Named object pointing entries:
⟨
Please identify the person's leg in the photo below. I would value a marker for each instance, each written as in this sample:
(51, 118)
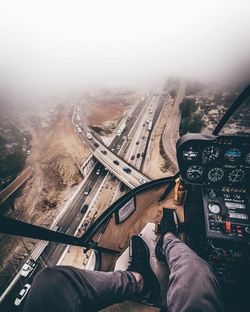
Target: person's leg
(192, 284)
(65, 288)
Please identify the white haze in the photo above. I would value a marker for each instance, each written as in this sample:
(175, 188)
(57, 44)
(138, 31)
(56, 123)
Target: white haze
(59, 46)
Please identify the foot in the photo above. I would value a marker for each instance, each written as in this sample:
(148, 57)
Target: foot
(167, 225)
(140, 263)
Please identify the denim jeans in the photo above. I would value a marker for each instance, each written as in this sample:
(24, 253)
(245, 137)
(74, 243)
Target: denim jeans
(192, 285)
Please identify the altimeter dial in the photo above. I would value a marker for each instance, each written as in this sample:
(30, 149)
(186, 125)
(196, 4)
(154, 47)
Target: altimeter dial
(215, 174)
(194, 172)
(236, 176)
(210, 153)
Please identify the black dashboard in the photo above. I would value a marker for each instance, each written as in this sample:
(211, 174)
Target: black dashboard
(214, 160)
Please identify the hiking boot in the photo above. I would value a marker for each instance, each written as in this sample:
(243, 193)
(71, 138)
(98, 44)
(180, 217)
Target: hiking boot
(140, 263)
(167, 225)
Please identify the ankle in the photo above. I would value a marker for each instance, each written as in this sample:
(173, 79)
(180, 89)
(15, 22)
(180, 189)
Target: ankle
(169, 235)
(139, 281)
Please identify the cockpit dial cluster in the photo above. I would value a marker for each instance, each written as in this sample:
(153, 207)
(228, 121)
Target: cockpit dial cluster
(214, 159)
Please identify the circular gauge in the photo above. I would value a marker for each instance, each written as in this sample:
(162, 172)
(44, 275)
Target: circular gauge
(190, 154)
(215, 174)
(214, 208)
(247, 159)
(210, 153)
(212, 193)
(194, 172)
(232, 155)
(236, 176)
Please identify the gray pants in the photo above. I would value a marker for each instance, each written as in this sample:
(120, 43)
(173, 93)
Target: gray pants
(192, 285)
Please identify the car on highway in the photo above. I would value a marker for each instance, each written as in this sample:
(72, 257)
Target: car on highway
(87, 191)
(28, 267)
(98, 171)
(126, 169)
(84, 208)
(23, 293)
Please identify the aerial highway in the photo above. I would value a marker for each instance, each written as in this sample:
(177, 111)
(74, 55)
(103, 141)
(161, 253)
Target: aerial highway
(127, 171)
(171, 131)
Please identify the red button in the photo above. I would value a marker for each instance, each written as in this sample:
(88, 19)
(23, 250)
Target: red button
(228, 227)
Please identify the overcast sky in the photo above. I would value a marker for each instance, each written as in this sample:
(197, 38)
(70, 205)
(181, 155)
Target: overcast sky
(54, 45)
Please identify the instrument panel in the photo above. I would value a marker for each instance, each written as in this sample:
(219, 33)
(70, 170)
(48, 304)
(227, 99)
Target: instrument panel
(214, 160)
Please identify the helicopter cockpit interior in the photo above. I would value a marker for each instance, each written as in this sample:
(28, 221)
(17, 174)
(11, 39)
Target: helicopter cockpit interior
(210, 194)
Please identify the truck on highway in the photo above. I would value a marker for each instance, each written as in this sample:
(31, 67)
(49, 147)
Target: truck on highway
(150, 126)
(28, 267)
(89, 136)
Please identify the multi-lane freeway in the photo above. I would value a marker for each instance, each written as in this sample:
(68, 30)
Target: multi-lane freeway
(127, 150)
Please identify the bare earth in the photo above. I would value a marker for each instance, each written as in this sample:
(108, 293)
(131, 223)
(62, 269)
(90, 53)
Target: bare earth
(54, 151)
(107, 111)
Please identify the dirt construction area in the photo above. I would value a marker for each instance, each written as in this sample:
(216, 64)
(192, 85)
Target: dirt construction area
⟩
■ **Instructions to follow**
Update the data above by replacing every occurrence of "Please identify" with "Locate" and leaving all other text unchanged. Omit the pictures from your output.

■ **Correct answer**
Locate the person's leg in the photo below. I would value a marker for each instance, each written as in this sample:
(51, 118)
Target: person's leg
(192, 284)
(65, 288)
Locate the white haze in the photo above. I would value a marker for each instance, each written as in this sample:
(175, 188)
(57, 44)
(138, 31)
(56, 123)
Target: white haze
(59, 46)
Locate the foot in the photo above. I would value a marker for each instance, each written as in this sample:
(148, 57)
Target: foot
(167, 225)
(140, 263)
Locate the denim jeans in the photo above. I would value a marker for each instance, each written as in this sample:
(24, 253)
(245, 137)
(74, 243)
Target: denim jeans
(192, 285)
Locate the altimeter dial in the photo above. I would value a marker for each instance, each written as in this sample:
(30, 149)
(186, 125)
(196, 4)
(154, 47)
Target: altimeter dial
(215, 174)
(194, 172)
(236, 176)
(210, 153)
Locate the black dashboard in the photo above. I would value a marker for each instance, each written as in this sample:
(211, 174)
Target: black dashboard
(214, 160)
Locate the hiking boot in the photo above. I would value a marker for each instance, each written as in this sample:
(243, 193)
(71, 138)
(98, 44)
(180, 217)
Target: hiking boot
(140, 263)
(167, 225)
Locate the ankle in the photo above. I would value a marker for each instance, each written as in this sample:
(173, 79)
(180, 89)
(15, 22)
(180, 189)
Target: ankle
(169, 235)
(139, 281)
Locate the cockpit dial cluster in the photo above. I would value a marker for each instance, each written as in this sample:
(153, 207)
(228, 121)
Target: cockpit dial cluster
(214, 159)
Locate the circular gauge in the photo above. I would value a marker for each instance, each written as in this sample:
(162, 172)
(44, 275)
Target: circular gauge
(190, 154)
(215, 174)
(214, 208)
(247, 159)
(210, 153)
(212, 193)
(194, 172)
(232, 155)
(236, 176)
Locate the gray pants in the photo above. I would value a marker for each instance, each written as in this sample:
(120, 43)
(173, 93)
Target: gray pants
(192, 285)
Locate the car on highway in the photo above. I would value a marker for each instance, each written as in this sample:
(72, 257)
Target: car on highway
(87, 191)
(28, 267)
(98, 171)
(126, 169)
(84, 208)
(23, 293)
Locate the aerial highway in the photo above. I would value a marker for each instance, each written as in this sample:
(177, 111)
(74, 55)
(103, 141)
(161, 253)
Target: aerial highway
(127, 171)
(171, 131)
Locate the red button in the photo above. I would value a marker for each instance, each written as in this sample:
(88, 19)
(23, 250)
Target: red button
(228, 227)
Locate the overcast sky in the photo above. I would value a marker for each instance, each written as in this sample:
(197, 38)
(70, 205)
(181, 155)
Target: overcast sky
(54, 45)
Locate the instrument panel in the photo above. I would value a marker for each instance, each written as in this sample:
(219, 33)
(70, 170)
(48, 304)
(227, 99)
Target: instrument panel
(214, 160)
Locate the helicopter cockpit interior in the photo above. I would value a marker for each instance, each written as in this sample:
(28, 221)
(17, 174)
(11, 39)
Target: helicopter cockpit interior
(210, 194)
Locate the truck on highway in the photo above. I would value a marker for each instance, each written as in this sample:
(31, 67)
(49, 147)
Target: truck on highway
(150, 126)
(28, 267)
(89, 136)
Locate the multi-lane freeway in the photo above. I would value a marker for each instance, each written as in this sample:
(68, 30)
Target: multi-lane freeway
(127, 150)
Locate the bare earth in the photo above. I would value a marker for each instance, each written as in this sample:
(108, 293)
(131, 223)
(62, 269)
(90, 53)
Target: bare earth
(54, 151)
(107, 111)
Locate the dirt construction area in the photo above. I would value a marker for each instance, each written as in this sample:
(216, 64)
(192, 85)
Target: dirt construction area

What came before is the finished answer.